**Exercise tasks:**
1. In the Old Testament history excerpt, reproduce the text starting with "The child who" and going on through "1972; page 648.", substituting "instructor" for "teacher".
2. In the Old Testament history excerpt, what did Eve think her first son was?
3. Carry on the Old Testament history excerpt from its last sentence.

**Excerpt:**
------------

The child who is forced to learn names and dates may think history is nothing but a needless weight hung around his neck to pull him down into the depths of mental distress.  Actually, history is a valuable teacher.  Martin Luther stated that histories revealed God’s works and judgments, informing us how God preserves, rules, checks, furthers, punishes, and honors the people of the world as each deserved good or evil.  See What Luther Says, Vol.II; E. M. Plass, Concordia Publishing House, St. Louis, Missouri, second printing, 1972; page 648.

This discussion briefly reviews Old Testament history to observe from the Garden of Eden to the coming of Christ the regress of the human race from its holy state and to trace the progress of the gospel about the Descendant of the Woman who would come to save it.

1. From Eden to Babel (From Creation to about 2200 B.C.)  Genesis 3:22-11:26

Adam and Eve were created holy and lived in a blessed innocence in the Garden of Eden.  Shortly after, however, they fell into sin.  To punish them God drove them out from the garden.  When Eve gave birth to her first son, she thought it was the Lord, the Savior promised in Genesis 3:15, which is how the Hebrew text in Genesis 4:1 could be translated.  They named him Cain.  He committed the first murder when he killed his brother Abel.  For the first time death occurred in the world.  Cain’s descendants occupied themselves with worldly pursuits and initiated polygamy, corrupting the divine design of marriage.  Seth was also born to Adam and Eve, whose descendants feared the Lord and began proclaiming his name in the world.

------------

**The data:**
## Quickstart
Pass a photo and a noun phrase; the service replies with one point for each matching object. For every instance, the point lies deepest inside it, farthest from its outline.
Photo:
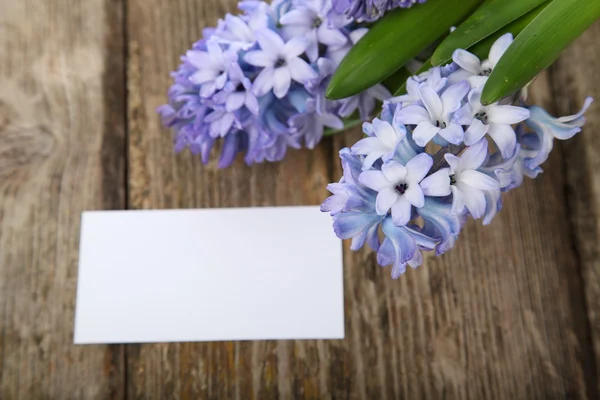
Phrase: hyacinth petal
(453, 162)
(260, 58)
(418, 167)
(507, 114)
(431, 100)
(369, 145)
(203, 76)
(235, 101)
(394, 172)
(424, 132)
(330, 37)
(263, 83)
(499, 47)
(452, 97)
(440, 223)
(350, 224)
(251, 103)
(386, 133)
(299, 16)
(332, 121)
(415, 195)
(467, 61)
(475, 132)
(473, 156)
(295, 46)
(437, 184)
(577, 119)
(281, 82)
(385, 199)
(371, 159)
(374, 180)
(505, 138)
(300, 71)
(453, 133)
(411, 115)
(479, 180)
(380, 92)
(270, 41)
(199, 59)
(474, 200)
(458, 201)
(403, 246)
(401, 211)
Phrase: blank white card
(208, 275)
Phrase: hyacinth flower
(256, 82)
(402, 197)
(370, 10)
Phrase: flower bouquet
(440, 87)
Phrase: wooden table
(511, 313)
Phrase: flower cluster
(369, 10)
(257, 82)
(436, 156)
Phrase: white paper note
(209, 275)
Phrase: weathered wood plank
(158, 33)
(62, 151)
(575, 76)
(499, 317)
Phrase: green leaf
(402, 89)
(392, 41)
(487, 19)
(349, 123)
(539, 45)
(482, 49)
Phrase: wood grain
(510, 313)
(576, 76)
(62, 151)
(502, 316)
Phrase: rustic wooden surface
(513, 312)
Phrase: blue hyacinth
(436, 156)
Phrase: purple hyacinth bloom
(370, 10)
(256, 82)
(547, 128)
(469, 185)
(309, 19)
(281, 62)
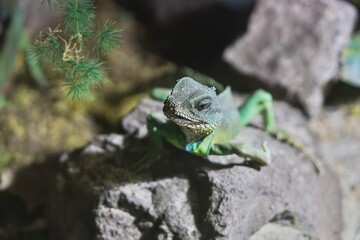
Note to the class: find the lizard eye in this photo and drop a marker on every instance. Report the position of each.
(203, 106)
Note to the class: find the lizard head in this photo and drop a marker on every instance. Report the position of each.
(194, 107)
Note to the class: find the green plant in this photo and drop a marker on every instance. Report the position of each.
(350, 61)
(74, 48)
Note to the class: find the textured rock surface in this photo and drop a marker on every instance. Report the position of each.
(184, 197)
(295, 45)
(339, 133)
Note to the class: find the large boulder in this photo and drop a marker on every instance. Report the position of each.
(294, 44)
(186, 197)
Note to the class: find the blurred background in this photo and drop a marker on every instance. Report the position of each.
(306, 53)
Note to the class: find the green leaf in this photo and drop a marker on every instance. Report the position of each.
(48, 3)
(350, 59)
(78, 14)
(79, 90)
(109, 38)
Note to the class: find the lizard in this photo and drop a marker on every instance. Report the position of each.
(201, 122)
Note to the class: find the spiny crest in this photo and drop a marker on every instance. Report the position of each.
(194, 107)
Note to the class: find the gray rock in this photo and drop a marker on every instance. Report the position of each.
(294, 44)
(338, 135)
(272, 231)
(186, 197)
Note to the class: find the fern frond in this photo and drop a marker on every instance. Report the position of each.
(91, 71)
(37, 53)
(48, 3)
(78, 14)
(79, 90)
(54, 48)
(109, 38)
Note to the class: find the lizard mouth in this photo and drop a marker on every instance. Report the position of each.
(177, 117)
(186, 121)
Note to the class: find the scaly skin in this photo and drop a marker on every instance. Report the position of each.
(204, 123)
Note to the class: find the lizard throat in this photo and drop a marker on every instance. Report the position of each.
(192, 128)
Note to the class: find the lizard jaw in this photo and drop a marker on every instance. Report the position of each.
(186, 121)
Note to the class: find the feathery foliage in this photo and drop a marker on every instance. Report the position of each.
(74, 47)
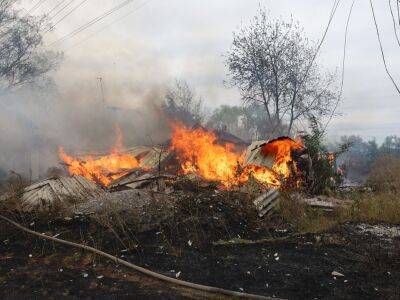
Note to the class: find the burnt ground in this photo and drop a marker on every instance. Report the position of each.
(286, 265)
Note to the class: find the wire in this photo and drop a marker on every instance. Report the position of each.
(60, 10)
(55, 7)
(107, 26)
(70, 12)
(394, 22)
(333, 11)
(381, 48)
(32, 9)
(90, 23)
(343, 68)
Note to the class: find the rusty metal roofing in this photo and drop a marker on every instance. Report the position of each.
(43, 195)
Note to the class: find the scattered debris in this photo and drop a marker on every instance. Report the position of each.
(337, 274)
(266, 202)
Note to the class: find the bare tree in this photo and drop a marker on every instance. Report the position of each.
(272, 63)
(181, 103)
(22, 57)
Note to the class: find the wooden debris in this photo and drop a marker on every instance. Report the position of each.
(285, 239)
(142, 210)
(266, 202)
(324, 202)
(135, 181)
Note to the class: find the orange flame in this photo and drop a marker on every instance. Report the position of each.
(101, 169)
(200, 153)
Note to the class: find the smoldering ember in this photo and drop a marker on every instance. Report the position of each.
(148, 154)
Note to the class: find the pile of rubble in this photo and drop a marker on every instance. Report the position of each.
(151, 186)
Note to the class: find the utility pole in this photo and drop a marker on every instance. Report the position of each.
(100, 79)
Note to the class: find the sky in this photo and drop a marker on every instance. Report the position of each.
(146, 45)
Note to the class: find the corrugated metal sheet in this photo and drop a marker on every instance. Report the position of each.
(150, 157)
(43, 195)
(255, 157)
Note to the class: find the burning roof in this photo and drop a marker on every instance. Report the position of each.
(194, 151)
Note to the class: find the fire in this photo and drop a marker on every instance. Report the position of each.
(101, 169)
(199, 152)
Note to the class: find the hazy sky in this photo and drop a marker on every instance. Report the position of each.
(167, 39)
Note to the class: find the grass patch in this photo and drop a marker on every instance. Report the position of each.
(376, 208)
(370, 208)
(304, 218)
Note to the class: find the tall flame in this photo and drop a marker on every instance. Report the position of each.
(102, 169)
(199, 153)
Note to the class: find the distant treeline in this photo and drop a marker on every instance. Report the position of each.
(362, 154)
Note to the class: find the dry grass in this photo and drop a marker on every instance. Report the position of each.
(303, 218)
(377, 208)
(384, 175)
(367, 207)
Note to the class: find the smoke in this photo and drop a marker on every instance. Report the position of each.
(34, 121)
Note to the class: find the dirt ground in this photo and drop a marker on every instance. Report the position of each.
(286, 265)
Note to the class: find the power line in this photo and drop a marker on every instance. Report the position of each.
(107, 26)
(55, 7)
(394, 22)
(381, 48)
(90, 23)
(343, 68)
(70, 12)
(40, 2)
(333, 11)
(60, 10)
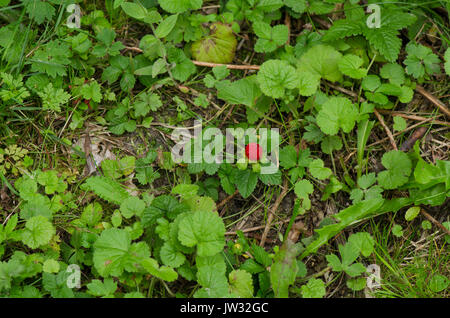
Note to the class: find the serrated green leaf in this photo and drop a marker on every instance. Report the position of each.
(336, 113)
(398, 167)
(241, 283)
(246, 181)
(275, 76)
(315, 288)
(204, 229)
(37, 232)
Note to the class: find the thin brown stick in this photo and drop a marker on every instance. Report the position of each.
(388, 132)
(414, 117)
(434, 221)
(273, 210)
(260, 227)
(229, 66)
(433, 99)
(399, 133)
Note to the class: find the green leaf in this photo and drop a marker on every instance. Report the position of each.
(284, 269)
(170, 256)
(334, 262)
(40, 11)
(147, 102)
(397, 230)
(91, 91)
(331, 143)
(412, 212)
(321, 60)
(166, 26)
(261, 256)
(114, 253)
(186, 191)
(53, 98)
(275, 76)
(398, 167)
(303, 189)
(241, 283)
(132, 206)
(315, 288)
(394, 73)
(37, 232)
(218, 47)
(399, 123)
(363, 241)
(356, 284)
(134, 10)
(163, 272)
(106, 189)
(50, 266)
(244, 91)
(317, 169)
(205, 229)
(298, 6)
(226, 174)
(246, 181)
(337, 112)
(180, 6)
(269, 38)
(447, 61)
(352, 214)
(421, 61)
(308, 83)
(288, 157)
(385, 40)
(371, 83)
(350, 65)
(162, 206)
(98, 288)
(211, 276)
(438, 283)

------------

**Results for the exercise:**
1.
The child who is forced to learn names and dates may think history is nothing but a needless weight hung around his neck to pull him down into the depths of mental distress.  Actually, history is a valuable instructor.  Martin Luther stated that histories revealed God’s works and judgments, informing us how God preserves, rules, checks, furthers, punishes, and honors the people of the world as each deserved good or evil.  See What Luther Says, Vol.II; E. M. Plass, Concordia Publishing House, St. Louis, Missouri, second printing, 1972; page 648.

2. She thought he was the Lord, the Savior promised in Genesis 3:15.

3.
The human race multiplied, as did its wickedness.  Grieved by the abounding wickedness, God planned to destroy the human race.  Only Noah and his family were God-fearing people who remained in his favor.  Through Noah God planned to bring the Savior into the world.  God foretold Noah of the coming flood and told him to build the ark that would save him and his family.  By saving Noah’s family, God was also insuring that his promise to Adam and Eve of the coming Savior would be fulfilled and that his plan for saving the sinners of the world through Christ would be completed.  According to God’s design Noah built the ark over a period of about one hundred and twenty years.  It was four hundred and fifty feet long, seventy-five feet wide, and forty-five feet high.  When the ark was completed, God caused a flood that covered the whole earth.  It destroyed all the creatures of the earth except for those in the ark.  The same water that brought God’s judgment on the world lifted the ark to save Noah’s family.  After the flood Noah’s son, Shem, became the father of the Semitic races.  He followed Noah as the next man from whom the Savior would come.

The flood, however, did not destroy the inherited sinful nature which Noah and his family passed on to their descendants.  Wickedness abounded once again.  Sinful pride moved men to disobey God’s command to inhabit the whole earth.  They remained in one place after the flood, where they built the city of Babel and its tower to glorify themselves.  God stopped their building of the tower by confusing their language, which brought about the many different languages in the world to this day.

2. The Patriarchs (About 2200-1900 B.C.)  Genesis 11:27-50:26

God was pleased to choose Abraham to become the father of his people, the Israelites, and to become the next man through whom the Savior would come.  He called Abraham out of the land of Ur to dwell in the promised land of Canaan.  God blessed him with an eight fold blessing (Genesis 12:1-3), which centered in the promise of the Savior through whom all nations would be blessed.  This blessing revealed that God’s plan of salvation was intended, not just for the Israelites, but for the whole human race.  Though his wife, Sarah, was barren, for twenty-four years Abraham looked forward to the birth of his son who would be the next descendant in the messianic line.  During that time God destroyed Sodom and Gomorrah with fire and brimstone for the wickedness of their homosexuality.  God blessed Abraham with a son when he was ninety-nine years old and Sarah was ninety.  Later God tested Abraham’s faith, telling him to sacrifice his son, Isaac.  Abraham’s faith stood firm in God and his promises.  When he was ready to plunge his knife into Isaac, God stopped him and provided a ram for the sacrifice.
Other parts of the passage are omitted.